* Exercise
Collect each line of the data below that contains the word "field". Letter case must match.

Records in a dataset
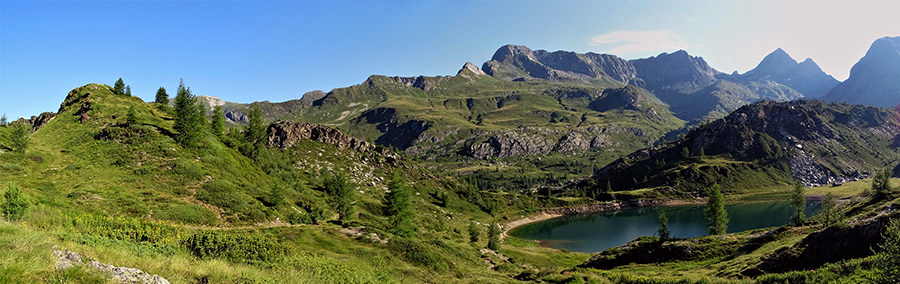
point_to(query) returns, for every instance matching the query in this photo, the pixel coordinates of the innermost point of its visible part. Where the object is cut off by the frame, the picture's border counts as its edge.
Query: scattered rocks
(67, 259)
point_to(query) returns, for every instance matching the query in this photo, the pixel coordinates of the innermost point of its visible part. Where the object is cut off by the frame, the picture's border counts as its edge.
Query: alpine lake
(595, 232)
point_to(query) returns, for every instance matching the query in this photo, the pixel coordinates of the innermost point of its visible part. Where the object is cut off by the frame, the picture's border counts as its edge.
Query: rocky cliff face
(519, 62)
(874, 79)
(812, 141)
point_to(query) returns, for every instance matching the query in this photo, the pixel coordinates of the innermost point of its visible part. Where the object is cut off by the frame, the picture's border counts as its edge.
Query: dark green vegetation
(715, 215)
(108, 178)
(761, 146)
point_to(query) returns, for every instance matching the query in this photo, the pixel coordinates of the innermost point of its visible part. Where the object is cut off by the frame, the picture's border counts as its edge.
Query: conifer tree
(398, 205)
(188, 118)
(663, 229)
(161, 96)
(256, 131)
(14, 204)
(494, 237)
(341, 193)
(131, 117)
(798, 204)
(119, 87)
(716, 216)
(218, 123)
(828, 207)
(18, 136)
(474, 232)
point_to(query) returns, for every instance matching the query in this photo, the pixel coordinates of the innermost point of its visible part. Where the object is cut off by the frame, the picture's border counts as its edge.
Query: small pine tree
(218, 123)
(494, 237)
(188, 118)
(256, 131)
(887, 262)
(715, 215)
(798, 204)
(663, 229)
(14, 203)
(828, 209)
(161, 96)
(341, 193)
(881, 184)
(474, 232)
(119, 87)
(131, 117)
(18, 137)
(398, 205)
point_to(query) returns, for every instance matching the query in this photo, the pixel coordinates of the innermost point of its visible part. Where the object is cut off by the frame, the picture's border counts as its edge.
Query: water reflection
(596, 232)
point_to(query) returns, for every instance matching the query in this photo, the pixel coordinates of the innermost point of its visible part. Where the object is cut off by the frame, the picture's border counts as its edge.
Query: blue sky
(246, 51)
--
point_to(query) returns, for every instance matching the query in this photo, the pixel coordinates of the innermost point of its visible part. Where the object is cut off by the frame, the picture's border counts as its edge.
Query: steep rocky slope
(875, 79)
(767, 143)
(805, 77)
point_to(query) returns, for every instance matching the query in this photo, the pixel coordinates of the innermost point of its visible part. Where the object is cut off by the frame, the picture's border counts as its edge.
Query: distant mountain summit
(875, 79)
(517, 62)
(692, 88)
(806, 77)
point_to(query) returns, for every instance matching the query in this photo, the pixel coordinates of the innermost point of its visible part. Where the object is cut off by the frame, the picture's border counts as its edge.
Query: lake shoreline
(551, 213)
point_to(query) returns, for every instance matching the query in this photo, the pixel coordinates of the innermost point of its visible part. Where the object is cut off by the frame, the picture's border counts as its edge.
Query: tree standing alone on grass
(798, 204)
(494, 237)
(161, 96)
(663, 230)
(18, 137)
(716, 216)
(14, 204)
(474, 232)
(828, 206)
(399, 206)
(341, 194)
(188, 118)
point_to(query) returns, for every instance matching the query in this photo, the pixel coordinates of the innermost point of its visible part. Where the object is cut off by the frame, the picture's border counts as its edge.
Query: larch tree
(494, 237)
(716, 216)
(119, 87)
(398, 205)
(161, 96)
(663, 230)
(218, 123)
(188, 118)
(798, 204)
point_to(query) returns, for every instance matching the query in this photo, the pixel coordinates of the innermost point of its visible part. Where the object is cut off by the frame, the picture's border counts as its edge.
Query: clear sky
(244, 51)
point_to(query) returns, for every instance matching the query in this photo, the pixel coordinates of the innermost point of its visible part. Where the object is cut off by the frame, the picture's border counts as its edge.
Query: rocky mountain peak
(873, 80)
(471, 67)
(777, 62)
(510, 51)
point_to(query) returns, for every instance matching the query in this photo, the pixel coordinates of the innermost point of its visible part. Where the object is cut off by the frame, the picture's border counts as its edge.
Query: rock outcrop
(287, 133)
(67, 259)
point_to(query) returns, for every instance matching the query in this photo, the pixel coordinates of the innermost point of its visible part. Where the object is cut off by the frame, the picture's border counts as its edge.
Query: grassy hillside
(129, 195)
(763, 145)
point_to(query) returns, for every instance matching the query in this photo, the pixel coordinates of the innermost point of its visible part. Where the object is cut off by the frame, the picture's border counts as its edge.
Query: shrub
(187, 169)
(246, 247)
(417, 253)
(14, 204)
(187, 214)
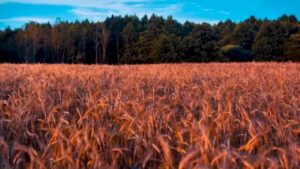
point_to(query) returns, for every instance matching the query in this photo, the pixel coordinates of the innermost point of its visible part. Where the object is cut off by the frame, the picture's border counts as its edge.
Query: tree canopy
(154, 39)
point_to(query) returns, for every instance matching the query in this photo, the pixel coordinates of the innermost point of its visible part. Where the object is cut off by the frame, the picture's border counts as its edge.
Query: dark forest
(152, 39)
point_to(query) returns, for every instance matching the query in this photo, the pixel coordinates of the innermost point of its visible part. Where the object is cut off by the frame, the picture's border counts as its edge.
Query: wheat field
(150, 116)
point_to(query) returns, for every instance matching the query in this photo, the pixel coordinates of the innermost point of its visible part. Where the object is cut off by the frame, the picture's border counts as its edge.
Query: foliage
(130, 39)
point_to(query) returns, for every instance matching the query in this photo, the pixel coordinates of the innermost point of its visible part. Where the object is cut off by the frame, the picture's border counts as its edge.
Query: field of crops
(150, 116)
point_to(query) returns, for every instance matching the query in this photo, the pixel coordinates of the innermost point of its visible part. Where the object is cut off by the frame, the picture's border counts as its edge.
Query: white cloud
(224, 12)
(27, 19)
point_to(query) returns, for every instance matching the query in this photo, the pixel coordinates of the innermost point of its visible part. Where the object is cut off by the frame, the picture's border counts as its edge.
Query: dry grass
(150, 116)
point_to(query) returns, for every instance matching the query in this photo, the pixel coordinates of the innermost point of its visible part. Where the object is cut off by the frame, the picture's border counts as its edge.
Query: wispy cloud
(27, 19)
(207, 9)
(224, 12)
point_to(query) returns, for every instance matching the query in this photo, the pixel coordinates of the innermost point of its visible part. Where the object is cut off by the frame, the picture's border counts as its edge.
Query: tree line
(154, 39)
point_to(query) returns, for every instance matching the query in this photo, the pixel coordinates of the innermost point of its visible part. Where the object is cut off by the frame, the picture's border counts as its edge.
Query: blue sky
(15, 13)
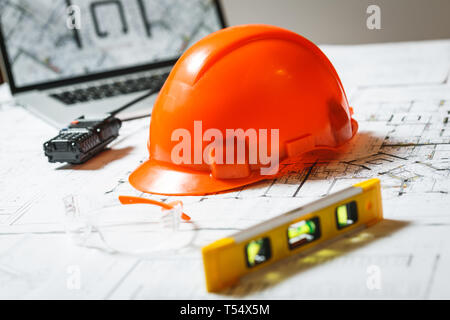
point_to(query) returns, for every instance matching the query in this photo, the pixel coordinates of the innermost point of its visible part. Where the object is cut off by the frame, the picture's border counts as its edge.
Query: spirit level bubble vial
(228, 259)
==
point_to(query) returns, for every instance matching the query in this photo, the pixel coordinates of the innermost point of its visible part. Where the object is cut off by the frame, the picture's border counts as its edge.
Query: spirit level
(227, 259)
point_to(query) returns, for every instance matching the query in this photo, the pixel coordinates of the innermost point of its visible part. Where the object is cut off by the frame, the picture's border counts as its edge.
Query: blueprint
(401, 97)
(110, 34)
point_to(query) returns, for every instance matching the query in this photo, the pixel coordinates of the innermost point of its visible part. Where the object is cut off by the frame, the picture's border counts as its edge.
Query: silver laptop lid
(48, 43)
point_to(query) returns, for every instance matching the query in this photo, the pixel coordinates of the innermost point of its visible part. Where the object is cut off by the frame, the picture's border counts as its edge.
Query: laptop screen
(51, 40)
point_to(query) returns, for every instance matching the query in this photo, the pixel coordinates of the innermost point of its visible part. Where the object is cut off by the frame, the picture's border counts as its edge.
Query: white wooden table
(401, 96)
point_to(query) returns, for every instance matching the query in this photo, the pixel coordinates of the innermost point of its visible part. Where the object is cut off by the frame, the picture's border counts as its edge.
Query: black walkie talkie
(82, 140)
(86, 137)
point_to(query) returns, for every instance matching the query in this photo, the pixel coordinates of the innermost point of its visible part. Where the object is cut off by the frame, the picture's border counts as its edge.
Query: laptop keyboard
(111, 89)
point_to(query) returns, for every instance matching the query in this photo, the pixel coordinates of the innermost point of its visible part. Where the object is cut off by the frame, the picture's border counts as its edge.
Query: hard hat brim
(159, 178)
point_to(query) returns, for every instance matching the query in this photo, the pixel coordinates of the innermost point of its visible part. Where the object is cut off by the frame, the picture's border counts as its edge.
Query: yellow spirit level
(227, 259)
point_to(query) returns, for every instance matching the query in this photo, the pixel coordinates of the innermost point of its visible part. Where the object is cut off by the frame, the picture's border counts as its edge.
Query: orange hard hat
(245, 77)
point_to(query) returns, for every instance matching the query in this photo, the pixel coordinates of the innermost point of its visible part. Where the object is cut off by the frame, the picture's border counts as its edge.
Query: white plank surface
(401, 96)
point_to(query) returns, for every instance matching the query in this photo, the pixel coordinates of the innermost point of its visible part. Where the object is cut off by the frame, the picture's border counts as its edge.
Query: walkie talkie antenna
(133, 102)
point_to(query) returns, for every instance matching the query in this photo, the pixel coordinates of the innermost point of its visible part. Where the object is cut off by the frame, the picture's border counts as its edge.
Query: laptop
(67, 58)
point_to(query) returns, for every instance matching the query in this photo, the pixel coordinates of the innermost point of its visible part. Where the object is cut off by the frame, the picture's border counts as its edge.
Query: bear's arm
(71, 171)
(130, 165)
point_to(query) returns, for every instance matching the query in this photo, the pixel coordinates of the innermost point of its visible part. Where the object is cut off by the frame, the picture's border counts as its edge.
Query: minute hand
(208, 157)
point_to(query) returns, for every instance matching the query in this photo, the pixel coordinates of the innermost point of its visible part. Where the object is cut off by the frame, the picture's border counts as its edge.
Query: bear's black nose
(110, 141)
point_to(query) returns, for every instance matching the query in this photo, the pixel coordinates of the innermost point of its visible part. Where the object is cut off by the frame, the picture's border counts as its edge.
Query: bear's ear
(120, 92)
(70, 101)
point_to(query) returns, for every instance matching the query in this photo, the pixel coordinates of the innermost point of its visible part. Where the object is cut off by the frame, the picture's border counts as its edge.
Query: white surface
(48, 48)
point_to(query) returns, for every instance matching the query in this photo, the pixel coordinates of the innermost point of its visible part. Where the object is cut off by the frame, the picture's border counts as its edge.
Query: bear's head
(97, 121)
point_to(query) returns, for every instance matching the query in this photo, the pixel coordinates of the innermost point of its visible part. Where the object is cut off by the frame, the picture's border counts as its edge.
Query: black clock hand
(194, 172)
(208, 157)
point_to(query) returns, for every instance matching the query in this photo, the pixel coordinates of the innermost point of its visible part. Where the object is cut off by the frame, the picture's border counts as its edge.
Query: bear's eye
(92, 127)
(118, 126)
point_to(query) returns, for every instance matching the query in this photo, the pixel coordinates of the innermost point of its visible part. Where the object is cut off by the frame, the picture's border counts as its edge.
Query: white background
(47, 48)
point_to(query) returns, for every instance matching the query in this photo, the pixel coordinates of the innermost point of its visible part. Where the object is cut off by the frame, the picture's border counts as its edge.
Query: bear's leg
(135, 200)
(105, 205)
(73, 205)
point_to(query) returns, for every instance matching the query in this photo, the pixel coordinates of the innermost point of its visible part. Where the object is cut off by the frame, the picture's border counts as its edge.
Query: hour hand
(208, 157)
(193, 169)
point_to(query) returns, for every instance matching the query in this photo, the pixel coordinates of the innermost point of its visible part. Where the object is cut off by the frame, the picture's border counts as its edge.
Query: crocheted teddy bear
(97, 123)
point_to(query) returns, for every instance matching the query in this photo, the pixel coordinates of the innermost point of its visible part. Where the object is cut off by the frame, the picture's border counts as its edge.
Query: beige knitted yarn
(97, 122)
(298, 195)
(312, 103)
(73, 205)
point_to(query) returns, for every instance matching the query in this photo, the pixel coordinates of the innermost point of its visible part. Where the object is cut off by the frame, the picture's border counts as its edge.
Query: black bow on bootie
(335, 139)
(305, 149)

* Result of this task
Query: wheat field
Query: field of crops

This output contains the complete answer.